A (input/output) REAL array, dimension (LDA,N)
On entry, the M-by-N matrix A. On exit, if m >=
n, the lower triangle of the subarray A(m-
n+1:m,1:n) contains the N-by-N lower triangular
matrix L; if m <= n, the elements on and below the
(n-m)-th superdiagonal contain the M-by-N lower
trapezoidal matrix L; the remaining elements, with
the array TAU, represent the orthogonal matrix Q
as a product of elementary reflectors (see Further
Details). LDA (input) INTEGER The leading
dimension of the array A. LDA >= max(1,M).
TAU (output) REAL array, dimension (min(M,N))
The scalar factors of the elementary reflectors
(see Further Details).
WORK (workspace/output) REAL array, dimension (LWORK)

* **EXERCISE TASKS**:
A. Name every argument that the routine documentation describes.
B. According to the routine documentation, what condition must LDA satisfy?
C. Write the next part of the routine documentation, continuing past its final line.

* **SUPPLIED DATA**:
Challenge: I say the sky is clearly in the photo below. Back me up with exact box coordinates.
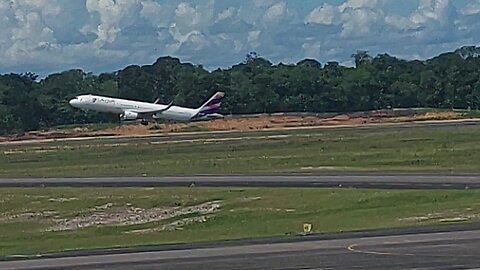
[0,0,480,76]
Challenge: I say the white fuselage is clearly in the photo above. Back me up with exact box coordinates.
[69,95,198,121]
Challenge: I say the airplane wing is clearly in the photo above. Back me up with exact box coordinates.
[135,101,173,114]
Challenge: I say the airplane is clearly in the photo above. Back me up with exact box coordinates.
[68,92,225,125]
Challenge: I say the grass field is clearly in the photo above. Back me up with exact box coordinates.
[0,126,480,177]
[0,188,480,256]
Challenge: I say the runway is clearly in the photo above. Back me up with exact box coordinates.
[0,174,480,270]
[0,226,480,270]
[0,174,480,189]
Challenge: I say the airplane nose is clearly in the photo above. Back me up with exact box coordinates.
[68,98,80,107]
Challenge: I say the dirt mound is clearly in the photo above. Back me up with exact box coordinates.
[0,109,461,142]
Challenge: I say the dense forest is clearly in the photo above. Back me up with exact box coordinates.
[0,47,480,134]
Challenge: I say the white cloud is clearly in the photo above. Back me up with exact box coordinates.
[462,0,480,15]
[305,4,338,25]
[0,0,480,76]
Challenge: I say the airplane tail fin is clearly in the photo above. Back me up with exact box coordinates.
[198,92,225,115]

--

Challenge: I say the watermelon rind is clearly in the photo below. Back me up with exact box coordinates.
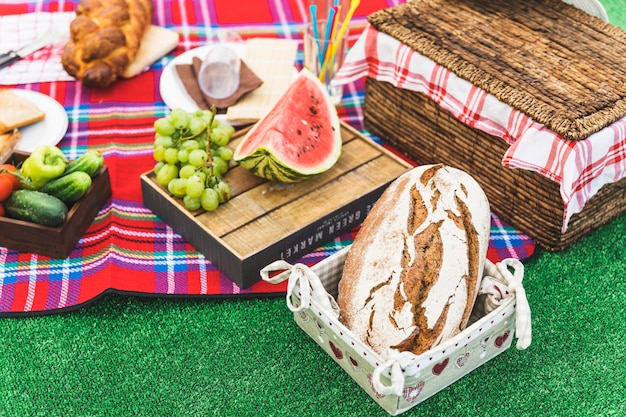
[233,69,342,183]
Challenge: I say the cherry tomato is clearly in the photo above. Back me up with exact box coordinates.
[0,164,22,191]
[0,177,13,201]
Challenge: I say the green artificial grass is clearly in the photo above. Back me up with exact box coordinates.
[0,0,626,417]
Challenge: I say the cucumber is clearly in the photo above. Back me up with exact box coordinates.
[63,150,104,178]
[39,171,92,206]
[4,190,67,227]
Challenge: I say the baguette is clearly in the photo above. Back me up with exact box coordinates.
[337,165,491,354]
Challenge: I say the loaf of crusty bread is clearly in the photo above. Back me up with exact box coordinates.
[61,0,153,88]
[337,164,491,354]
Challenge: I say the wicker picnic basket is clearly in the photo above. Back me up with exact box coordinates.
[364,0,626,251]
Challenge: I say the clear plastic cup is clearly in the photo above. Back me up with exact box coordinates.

--

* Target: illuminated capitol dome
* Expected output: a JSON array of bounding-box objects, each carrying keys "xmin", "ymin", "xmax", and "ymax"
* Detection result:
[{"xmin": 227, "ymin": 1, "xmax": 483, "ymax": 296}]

* **FINAL ANSWERS**:
A. A, LDA, TAU, WORK

B. LDA >= max(1,M).

C.
On exit, if INFO = 0, WORK(1) returns the optimal
LWORK.
LWORK (input) INTEGER
The dimension of the array WORK. LWORK >=
max(1,N). For optimum performance LWORK >= N*NB,
where NB is the optimal blocksize.
INFO (output) INTEGER
= 0: successful exit
< 0: if INFO = -i, the i-th argument had an ille-
gal value
FURTHER DETAILS
The matrix Q is represented as a product of elementary
reflectors
Q = H(k) . . . H(2) H(1), where k = min(m,n).
Each H(i) has the form
H(i) = I - tau * v * v'
where tau is a real scalar, and v is a real vector with
v(m-k+i+1:m) = 0 and v(m-k+i) = 1; v(1:m-k+i-1) is stored on
exit in A(1:m-k+i-1,n-k+i), and tau in TAU(i).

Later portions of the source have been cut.